* _WHAT YOU SHOULD DO_
Print each entry below precisely as it reads.

Items listed in a dataset:

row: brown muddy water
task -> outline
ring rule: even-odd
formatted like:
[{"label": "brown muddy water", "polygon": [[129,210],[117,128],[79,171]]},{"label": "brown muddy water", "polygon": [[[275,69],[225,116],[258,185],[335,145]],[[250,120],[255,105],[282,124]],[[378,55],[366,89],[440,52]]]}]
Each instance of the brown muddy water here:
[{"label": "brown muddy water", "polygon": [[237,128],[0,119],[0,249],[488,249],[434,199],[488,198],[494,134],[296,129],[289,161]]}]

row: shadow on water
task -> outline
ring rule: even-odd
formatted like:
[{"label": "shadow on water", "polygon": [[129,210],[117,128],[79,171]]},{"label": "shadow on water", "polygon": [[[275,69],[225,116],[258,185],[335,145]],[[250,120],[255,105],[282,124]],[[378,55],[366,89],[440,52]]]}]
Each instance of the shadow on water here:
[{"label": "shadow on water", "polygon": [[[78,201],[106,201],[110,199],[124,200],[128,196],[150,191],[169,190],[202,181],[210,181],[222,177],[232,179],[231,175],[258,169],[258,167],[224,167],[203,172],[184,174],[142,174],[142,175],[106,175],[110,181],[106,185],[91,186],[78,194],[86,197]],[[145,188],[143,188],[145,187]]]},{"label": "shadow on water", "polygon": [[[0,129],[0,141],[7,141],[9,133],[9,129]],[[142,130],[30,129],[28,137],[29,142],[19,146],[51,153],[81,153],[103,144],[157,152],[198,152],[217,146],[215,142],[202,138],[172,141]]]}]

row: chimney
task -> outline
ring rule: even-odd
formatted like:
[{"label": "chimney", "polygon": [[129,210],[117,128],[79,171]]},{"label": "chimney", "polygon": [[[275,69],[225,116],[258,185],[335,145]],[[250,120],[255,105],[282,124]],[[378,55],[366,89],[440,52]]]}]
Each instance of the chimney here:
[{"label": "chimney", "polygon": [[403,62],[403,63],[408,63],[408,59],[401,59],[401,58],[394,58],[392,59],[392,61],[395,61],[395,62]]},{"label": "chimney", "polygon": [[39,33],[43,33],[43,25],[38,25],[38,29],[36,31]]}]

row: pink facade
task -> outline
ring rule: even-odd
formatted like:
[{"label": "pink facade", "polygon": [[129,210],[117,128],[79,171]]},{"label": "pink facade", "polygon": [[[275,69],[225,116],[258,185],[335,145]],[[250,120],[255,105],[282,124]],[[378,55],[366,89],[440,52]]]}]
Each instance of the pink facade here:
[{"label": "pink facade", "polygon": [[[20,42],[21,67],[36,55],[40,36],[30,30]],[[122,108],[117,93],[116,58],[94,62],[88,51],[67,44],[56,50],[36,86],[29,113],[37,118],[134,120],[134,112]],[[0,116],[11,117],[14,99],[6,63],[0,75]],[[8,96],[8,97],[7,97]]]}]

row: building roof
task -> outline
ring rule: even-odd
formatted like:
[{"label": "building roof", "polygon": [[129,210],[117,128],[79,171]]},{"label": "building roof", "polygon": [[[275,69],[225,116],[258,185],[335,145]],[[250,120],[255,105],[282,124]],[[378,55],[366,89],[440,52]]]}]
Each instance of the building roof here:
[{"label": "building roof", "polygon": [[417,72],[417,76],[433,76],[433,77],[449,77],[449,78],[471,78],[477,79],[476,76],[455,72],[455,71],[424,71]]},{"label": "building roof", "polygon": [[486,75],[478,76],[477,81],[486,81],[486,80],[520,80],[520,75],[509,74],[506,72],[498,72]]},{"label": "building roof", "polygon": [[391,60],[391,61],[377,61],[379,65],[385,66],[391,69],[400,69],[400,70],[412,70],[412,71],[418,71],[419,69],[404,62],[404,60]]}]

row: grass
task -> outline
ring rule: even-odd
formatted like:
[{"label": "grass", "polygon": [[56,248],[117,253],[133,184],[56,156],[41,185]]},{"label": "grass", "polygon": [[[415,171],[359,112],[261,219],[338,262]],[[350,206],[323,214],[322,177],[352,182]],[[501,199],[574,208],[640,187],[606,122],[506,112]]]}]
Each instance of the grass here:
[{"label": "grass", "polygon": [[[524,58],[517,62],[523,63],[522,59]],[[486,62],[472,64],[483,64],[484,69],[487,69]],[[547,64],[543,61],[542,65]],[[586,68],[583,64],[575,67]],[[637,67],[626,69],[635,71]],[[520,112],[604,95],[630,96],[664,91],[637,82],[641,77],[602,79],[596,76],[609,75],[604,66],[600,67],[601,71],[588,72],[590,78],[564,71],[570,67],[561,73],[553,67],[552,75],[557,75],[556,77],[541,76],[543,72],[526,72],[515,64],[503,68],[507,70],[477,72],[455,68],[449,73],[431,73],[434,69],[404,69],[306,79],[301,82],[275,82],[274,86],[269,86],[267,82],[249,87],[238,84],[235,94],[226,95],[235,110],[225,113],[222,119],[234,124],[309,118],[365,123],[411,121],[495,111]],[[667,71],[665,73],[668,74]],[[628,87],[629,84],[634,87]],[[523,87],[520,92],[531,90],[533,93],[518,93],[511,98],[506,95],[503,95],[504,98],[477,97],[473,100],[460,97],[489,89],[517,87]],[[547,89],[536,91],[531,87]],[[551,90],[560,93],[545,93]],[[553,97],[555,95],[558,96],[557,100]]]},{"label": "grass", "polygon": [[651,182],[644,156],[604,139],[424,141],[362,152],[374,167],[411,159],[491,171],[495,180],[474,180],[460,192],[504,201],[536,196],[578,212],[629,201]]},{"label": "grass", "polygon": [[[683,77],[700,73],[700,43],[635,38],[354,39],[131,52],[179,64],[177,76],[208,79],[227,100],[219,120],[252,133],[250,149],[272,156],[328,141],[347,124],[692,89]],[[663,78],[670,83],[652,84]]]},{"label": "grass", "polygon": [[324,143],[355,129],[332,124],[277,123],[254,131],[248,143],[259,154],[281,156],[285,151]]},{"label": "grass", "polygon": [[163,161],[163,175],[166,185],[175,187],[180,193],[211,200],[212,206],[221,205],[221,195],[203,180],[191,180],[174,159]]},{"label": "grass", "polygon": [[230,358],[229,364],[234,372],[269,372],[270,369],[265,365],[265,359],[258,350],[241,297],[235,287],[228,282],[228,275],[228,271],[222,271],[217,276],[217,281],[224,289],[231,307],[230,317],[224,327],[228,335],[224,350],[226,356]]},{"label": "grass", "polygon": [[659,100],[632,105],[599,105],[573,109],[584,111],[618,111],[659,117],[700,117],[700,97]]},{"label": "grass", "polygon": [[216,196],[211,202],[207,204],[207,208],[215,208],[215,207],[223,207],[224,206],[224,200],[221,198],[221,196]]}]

* _FINISHED EXERCISE_
row: brown muddy water
task -> outline
ring rule: even-odd
formatted like:
[{"label": "brown muddy water", "polygon": [[129,210],[117,128],[79,171]]},{"label": "brown muddy water", "polygon": [[[275,69],[225,116],[258,185],[335,145]],[[250,120],[255,105],[282,124]],[[378,55],[366,89],[440,52]]]}]
Each instance of the brown muddy water here:
[{"label": "brown muddy water", "polygon": [[237,128],[0,119],[0,249],[488,249],[434,199],[488,198],[494,134],[296,129],[289,161]]}]

row: shadow on water
task -> outline
ring rule: even-odd
formatted like:
[{"label": "shadow on water", "polygon": [[129,210],[117,128],[79,171]]},{"label": "shadow on water", "polygon": [[[275,69],[225,116],[258,185],[335,145]],[[250,120],[255,105],[282,124]],[[378,55],[366,89],[440,52]]]}]
Each instance of the shadow on water here:
[{"label": "shadow on water", "polygon": [[[78,201],[106,201],[110,199],[124,200],[128,196],[150,191],[169,190],[202,181],[210,181],[222,177],[232,179],[231,175],[258,169],[258,167],[224,167],[203,172],[184,174],[142,174],[142,175],[106,175],[110,181],[106,185],[91,186],[78,194],[86,197]],[[145,188],[143,188],[145,187]]]},{"label": "shadow on water", "polygon": [[[0,129],[0,141],[7,141],[9,133],[9,129]],[[142,130],[30,129],[28,137],[29,142],[19,146],[51,153],[81,153],[103,144],[157,152],[198,152],[217,146],[215,142],[202,138],[172,141]]]}]

row: chimney
task -> outline
ring rule: even-odd
formatted like:
[{"label": "chimney", "polygon": [[129,210],[117,128],[79,171]]},{"label": "chimney", "polygon": [[[275,69],[225,116],[258,185],[335,145]],[[250,120],[255,105],[282,124]],[[378,55],[366,89],[440,52]]]}]
Each instance of the chimney here:
[{"label": "chimney", "polygon": [[403,62],[403,63],[408,63],[408,59],[401,59],[401,58],[394,58],[392,59],[392,61],[395,61],[395,62]]},{"label": "chimney", "polygon": [[39,33],[43,33],[43,25],[38,25],[38,29],[36,31]]}]

row: pink facade
task -> outline
ring rule: even-odd
formatted like:
[{"label": "pink facade", "polygon": [[129,210],[117,128],[79,171]]},{"label": "pink facade", "polygon": [[[275,69],[225,116],[258,185],[335,145]],[[250,120],[255,105],[282,124]],[[378,55],[366,89],[440,52]]]}]
Each instance of the pink facade here:
[{"label": "pink facade", "polygon": [[[20,42],[21,67],[36,55],[40,36],[30,30]],[[122,108],[117,93],[116,58],[94,62],[88,51],[67,44],[56,50],[36,86],[29,113],[37,118],[134,120],[134,112]],[[0,116],[11,117],[14,99],[6,63],[0,75]],[[8,96],[8,97],[7,97]]]}]

row: building roof
task -> outline
ring rule: even-odd
formatted like:
[{"label": "building roof", "polygon": [[129,210],[117,128],[79,171]]},{"label": "building roof", "polygon": [[[275,69],[225,116],[258,185],[335,145]],[[250,120],[255,105],[282,124]],[[378,55],[366,89],[440,52]]]}]
Each instance of the building roof here:
[{"label": "building roof", "polygon": [[417,72],[417,76],[433,76],[433,77],[449,77],[449,78],[471,78],[477,79],[476,76],[455,72],[455,71],[424,71]]},{"label": "building roof", "polygon": [[486,75],[478,76],[477,81],[486,81],[486,80],[520,80],[520,75],[509,74],[506,72],[498,72]]},{"label": "building roof", "polygon": [[391,60],[391,61],[377,61],[379,65],[385,66],[391,69],[400,69],[400,70],[412,70],[412,71],[418,71],[419,69],[404,62],[404,60]]}]

row: grass
task -> outline
ring rule: even-odd
formatted like:
[{"label": "grass", "polygon": [[56,248],[117,253],[133,184],[56,156],[41,185]]},{"label": "grass", "polygon": [[[415,171],[359,112],[261,219],[338,262]],[[350,206],[323,214],[322,177],[352,182]],[[501,199],[574,208],[640,187],[606,122],[506,112]]]}]
Each instance of the grass here:
[{"label": "grass", "polygon": [[[524,58],[517,62],[523,63],[522,59]],[[486,62],[472,64],[483,64],[484,69],[487,69]],[[547,64],[543,61],[542,65]],[[586,68],[583,64],[575,67]],[[637,67],[626,69],[635,71]],[[520,112],[604,95],[630,96],[664,91],[637,82],[641,77],[602,79],[596,76],[609,75],[604,66],[600,67],[601,71],[588,72],[590,78],[564,71],[570,67],[561,73],[553,67],[552,75],[557,75],[556,77],[541,76],[543,72],[526,72],[515,64],[503,68],[507,70],[477,72],[455,68],[449,73],[431,73],[434,69],[404,69],[306,79],[301,82],[275,82],[274,86],[269,86],[267,82],[249,87],[238,84],[235,94],[226,95],[235,110],[225,113],[222,119],[234,124],[309,118],[365,123],[411,121],[495,111]],[[667,71],[665,73],[668,74]],[[628,87],[629,84],[634,87]],[[523,87],[520,92],[531,90],[533,93],[518,93],[511,98],[506,95],[503,95],[504,98],[477,97],[473,100],[460,97],[489,89],[517,87]],[[547,89],[536,91],[531,87]],[[551,90],[560,93],[545,93]],[[553,97],[555,95],[558,96],[557,100]]]},{"label": "grass", "polygon": [[651,182],[644,156],[604,139],[424,141],[362,152],[374,167],[411,159],[491,171],[495,180],[474,180],[460,192],[504,201],[536,196],[578,212],[629,201]]},{"label": "grass", "polygon": [[[683,77],[700,73],[700,43],[635,38],[354,39],[131,52],[179,64],[177,76],[208,79],[227,100],[219,120],[252,133],[250,149],[272,156],[328,141],[347,124],[692,89]],[[663,78],[670,83],[652,84]]]},{"label": "grass", "polygon": [[324,143],[355,129],[332,124],[277,123],[254,131],[248,143],[259,154],[281,156],[285,151]]},{"label": "grass", "polygon": [[163,161],[163,175],[166,185],[175,187],[180,193],[211,200],[212,206],[221,205],[221,195],[203,180],[191,180],[174,159]]},{"label": "grass", "polygon": [[230,358],[229,364],[234,372],[269,372],[270,369],[265,365],[265,359],[258,350],[241,297],[235,287],[228,282],[228,275],[228,271],[222,271],[217,276],[217,281],[224,289],[231,307],[230,317],[224,327],[228,335],[224,350],[226,356]]},{"label": "grass", "polygon": [[659,100],[632,105],[599,105],[573,109],[584,111],[618,111],[659,117],[700,117],[700,97]]},{"label": "grass", "polygon": [[216,196],[211,202],[207,204],[207,208],[215,208],[215,207],[223,207],[224,206],[224,200],[221,198],[221,196]]}]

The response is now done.